--- 引用文 ---
····················

強すぎる日本代表。そこには3バックの精通者の存在が?強力アタッカー陣を輝かせる的確なポジション移動。【西部の目】
⚫️3-4-2-1の精通者
バーレーンのコンパクトな守備にバイタルエリアを消され、サイドへの展開も5バックで対応された前半の日本は、浅いラインの裏を狙っていた。それ自体は正解ではあるけれども、攻撃が散発的になって日本のリズムではなかった。 後半に流れを変えるきっかけになったのは鎌田と守田のポジショニングである。 前半にPKにつながるクロスボールを蹴った鎌田だが、スペースを消されてなかなかパスを受けられなかった。すると、鎌田はポジションを下げた。左右のセンターバック(CB)の横あたりまで下がる。ここまで下がると、バーレーンとしては鎌田につききるのは難しい。5バック化しているときは中盤の守備者が3人になっていて、鎌田を深追いすれば2人になってしまってスペースを埋められない。フリーになった鎌田は浅いライン裏へ伊東純也、三笘を走らせるパスを送って攻略した。 鎌田の下がる動きに連動して、守田が前進を開始。守田がポジションを上げたことで、中央部に南野、守田、鎌田、上田が集結。中央に人を増やし、狭いエリアでも確実につなぐことで前半に攻め込むことができなかった場所を制圧した。 ポジションを上げた守田は56分に伊東へのパスで決定機を演出。60分には上田とのワンツーで抜け出して3点目をゲット。64分にも三笘からのグラウンダーのクロスに合わせて4点目を決めた。このゴールは鎌田から裏へ走る三笘への正確なパスが起点になっている。 守田と鎌田は所属クラブで3-4-2-1の運用に精通しているせいか、的確な打開策を見出していた。

····················

--- 掲載記録 ---

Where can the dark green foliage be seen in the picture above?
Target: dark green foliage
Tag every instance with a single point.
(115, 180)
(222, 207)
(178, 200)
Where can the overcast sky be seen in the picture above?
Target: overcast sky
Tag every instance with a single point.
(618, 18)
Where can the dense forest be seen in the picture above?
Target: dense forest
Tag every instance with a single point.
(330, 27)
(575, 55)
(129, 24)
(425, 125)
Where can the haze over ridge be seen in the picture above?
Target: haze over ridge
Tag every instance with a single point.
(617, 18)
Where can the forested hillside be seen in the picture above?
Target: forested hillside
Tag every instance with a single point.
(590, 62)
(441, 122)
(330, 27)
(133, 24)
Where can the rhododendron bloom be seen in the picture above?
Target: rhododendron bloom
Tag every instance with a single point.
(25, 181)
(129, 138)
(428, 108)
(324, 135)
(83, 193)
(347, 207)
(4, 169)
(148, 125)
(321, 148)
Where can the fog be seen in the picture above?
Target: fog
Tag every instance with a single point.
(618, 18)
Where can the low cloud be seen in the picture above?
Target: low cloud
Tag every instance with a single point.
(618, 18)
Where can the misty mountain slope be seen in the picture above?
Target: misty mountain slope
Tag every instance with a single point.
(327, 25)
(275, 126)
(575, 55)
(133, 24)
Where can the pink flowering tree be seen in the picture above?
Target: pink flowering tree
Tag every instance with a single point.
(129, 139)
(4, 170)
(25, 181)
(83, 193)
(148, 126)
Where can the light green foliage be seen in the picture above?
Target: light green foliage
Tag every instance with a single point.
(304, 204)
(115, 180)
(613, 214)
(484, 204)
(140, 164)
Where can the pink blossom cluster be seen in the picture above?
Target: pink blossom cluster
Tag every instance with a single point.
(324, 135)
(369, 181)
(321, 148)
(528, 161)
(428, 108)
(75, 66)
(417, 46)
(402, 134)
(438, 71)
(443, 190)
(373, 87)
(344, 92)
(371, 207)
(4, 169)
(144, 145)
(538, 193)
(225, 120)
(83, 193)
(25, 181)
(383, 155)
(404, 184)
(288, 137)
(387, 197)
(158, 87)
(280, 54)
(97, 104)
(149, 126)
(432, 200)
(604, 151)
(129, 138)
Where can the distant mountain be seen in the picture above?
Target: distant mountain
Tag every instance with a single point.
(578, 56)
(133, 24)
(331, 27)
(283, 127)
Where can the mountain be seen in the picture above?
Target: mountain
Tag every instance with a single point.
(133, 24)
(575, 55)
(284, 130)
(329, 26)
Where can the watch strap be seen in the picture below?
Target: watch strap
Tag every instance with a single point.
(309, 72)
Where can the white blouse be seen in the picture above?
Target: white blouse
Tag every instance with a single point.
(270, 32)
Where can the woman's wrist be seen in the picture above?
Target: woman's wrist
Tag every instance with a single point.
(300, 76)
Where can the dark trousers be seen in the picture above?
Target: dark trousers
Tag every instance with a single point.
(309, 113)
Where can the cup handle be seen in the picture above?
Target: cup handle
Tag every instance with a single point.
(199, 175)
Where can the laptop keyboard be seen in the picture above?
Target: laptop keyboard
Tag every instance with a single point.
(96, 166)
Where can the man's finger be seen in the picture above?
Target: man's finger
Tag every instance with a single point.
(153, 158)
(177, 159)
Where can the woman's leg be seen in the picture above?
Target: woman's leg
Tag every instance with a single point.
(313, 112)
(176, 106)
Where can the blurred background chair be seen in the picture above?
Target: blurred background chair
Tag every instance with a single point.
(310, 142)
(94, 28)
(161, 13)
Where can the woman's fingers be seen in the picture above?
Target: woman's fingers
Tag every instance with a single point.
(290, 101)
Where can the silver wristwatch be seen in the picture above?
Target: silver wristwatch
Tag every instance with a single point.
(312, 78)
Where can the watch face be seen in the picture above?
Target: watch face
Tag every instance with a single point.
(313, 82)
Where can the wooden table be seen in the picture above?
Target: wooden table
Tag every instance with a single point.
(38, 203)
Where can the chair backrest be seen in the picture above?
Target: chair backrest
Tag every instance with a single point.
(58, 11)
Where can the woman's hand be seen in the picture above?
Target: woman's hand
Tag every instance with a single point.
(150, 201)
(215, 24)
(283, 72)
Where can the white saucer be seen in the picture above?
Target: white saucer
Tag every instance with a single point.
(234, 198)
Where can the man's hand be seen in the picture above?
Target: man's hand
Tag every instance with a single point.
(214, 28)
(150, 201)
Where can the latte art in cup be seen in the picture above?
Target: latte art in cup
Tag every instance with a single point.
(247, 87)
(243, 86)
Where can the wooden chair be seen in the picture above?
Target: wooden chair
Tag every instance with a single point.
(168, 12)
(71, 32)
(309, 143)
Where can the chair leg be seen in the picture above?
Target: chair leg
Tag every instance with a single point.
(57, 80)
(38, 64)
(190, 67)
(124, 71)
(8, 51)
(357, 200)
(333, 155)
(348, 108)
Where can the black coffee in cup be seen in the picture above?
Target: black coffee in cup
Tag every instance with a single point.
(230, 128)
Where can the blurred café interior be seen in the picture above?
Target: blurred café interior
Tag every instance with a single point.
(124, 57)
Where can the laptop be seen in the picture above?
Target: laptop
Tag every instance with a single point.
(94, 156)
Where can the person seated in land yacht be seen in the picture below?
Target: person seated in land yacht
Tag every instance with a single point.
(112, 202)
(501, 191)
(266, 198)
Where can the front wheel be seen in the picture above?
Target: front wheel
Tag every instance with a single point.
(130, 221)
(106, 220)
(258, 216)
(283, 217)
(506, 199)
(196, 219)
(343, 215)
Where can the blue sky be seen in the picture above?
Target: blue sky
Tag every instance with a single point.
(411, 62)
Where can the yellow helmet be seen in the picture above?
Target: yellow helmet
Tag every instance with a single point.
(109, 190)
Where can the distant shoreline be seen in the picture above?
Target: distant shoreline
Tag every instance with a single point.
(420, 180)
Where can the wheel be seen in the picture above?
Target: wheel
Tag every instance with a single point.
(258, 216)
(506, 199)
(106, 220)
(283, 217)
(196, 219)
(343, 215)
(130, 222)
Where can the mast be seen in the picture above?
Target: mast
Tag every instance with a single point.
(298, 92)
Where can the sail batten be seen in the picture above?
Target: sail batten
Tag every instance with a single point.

····················

--- 課題 ---
引用文によれば、守田は60分に誰とのワンツーで抜け出して3点目を決めましたか。 記録を参照する必要はありません。

--- 解答全文 ---
上田とのワンツーで抜け出して決めました。